What the task requires -
Can you condense the paragraph in the chest radiograph extract below that begins "The CPA is often blunt" into a short bulleted list that keeps its main facts?

Extract provided -
--- START ---

They systematically searched the chest radiographs for clues. Radiographs are two-dimensional renditions, mere geometric compressions, maps of sorts. But the real estate they depict have unique personalities. The hila, apices, and tracheobronchial angle are so close to each other that they may as well be one structure, but like the mews, roads, avenues and cul-de-sacs of London, they’re distinct, each real estate expressing unique elements of physiology and pathology.
One real estate which often flummoxes AI is the costophrenic angle (CPA) – a quiet hamlet where the lung meets the diaphragm, two structures of differing capacity to stop x-rays, two opposites which attach. It’s supposedly sharp – hence, an “angle”; the loss of sharpness implies a pleural effusion, which isn’t normal.
The CPA is often blunt. If radiologists called a pleural effusion every time the CPA was blunt half the world would have a pleural effusion. How radiologists deal with a blunted CPA is often arbitrary. Some call pleural effusion, some just describe their observation without ascribing pathology, and some ignore the blunted CPA. I do all three but on different days of the week. Variation in radiology reporting frustrates clinicians. But as frustrating as reports are, the fact is that radiographs are imperfect instruments interpreted by imperfect arbiters – i.e. Imperfection Squared. Subjectivity is unconquerable. Objectivity is farcical.

--- END ---

Supplied entries -

--- START ---

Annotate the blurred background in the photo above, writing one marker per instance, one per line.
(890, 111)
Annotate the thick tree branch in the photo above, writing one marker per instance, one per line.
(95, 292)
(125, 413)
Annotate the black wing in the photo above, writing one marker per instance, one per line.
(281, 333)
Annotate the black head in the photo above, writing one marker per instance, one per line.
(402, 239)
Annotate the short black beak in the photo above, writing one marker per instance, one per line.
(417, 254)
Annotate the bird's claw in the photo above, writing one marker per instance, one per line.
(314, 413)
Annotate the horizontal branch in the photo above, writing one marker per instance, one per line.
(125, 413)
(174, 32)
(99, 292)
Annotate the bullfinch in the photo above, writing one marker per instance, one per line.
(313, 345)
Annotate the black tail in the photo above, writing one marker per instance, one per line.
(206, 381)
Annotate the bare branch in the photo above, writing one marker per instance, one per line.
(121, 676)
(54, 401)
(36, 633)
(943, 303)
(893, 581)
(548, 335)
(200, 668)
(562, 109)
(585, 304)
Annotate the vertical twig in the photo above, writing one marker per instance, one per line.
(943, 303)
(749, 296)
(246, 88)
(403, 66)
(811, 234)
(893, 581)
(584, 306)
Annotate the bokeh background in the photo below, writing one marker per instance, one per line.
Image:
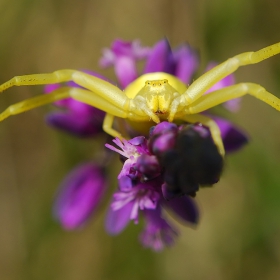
(239, 233)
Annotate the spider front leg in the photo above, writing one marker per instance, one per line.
(106, 90)
(217, 97)
(207, 80)
(78, 94)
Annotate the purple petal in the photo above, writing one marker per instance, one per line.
(79, 195)
(119, 48)
(185, 208)
(117, 220)
(77, 124)
(158, 233)
(162, 128)
(187, 62)
(160, 59)
(233, 137)
(125, 69)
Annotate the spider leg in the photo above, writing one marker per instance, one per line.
(100, 87)
(78, 94)
(213, 127)
(108, 126)
(217, 97)
(207, 80)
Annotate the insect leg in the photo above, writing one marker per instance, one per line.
(214, 98)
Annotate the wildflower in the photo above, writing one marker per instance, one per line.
(76, 117)
(79, 195)
(163, 169)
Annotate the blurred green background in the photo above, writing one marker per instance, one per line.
(239, 233)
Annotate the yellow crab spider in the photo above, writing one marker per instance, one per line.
(151, 97)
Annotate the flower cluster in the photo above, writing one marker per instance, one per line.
(161, 170)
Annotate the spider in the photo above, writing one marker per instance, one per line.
(152, 97)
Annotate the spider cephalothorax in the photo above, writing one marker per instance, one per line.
(154, 96)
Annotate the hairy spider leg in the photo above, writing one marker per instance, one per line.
(213, 127)
(98, 86)
(207, 80)
(227, 93)
(78, 94)
(100, 94)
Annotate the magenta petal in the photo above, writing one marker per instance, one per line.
(126, 72)
(185, 208)
(186, 61)
(117, 220)
(160, 58)
(79, 125)
(233, 137)
(79, 195)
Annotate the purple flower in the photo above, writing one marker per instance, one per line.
(142, 182)
(76, 118)
(123, 55)
(162, 170)
(79, 195)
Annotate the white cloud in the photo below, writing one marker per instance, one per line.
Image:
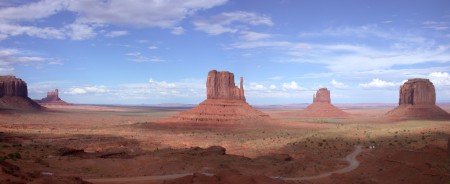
(438, 26)
(91, 14)
(252, 36)
(378, 83)
(33, 11)
(440, 78)
(213, 29)
(78, 31)
(233, 22)
(337, 84)
(9, 57)
(113, 34)
(139, 13)
(138, 57)
(177, 30)
(87, 89)
(161, 84)
(6, 71)
(153, 47)
(8, 30)
(291, 86)
(256, 86)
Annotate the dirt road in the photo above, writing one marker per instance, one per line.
(350, 158)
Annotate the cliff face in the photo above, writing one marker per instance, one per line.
(220, 85)
(322, 95)
(322, 107)
(14, 94)
(418, 101)
(12, 86)
(225, 103)
(52, 99)
(417, 92)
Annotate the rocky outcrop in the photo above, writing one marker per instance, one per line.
(417, 92)
(52, 99)
(322, 107)
(225, 103)
(418, 101)
(220, 85)
(14, 94)
(12, 86)
(322, 95)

--- END ---

Answer below -
- The CPA is often blunt. If every blunted CPA were called a pleural effusion, half the world would have one.
- Radiologists handle a blunted CPA arbitrarily. Some call a pleural effusion, some describe what they see without naming a pathology, and some ignore it. The writer does all three on different days.
- This variation in reporting frustrates clinicians.
- Radiographs are imperfect instruments read by imperfect arbiters ("Imperfection Squared"). Subjectivity can't be conquered, and objectivity is farcical.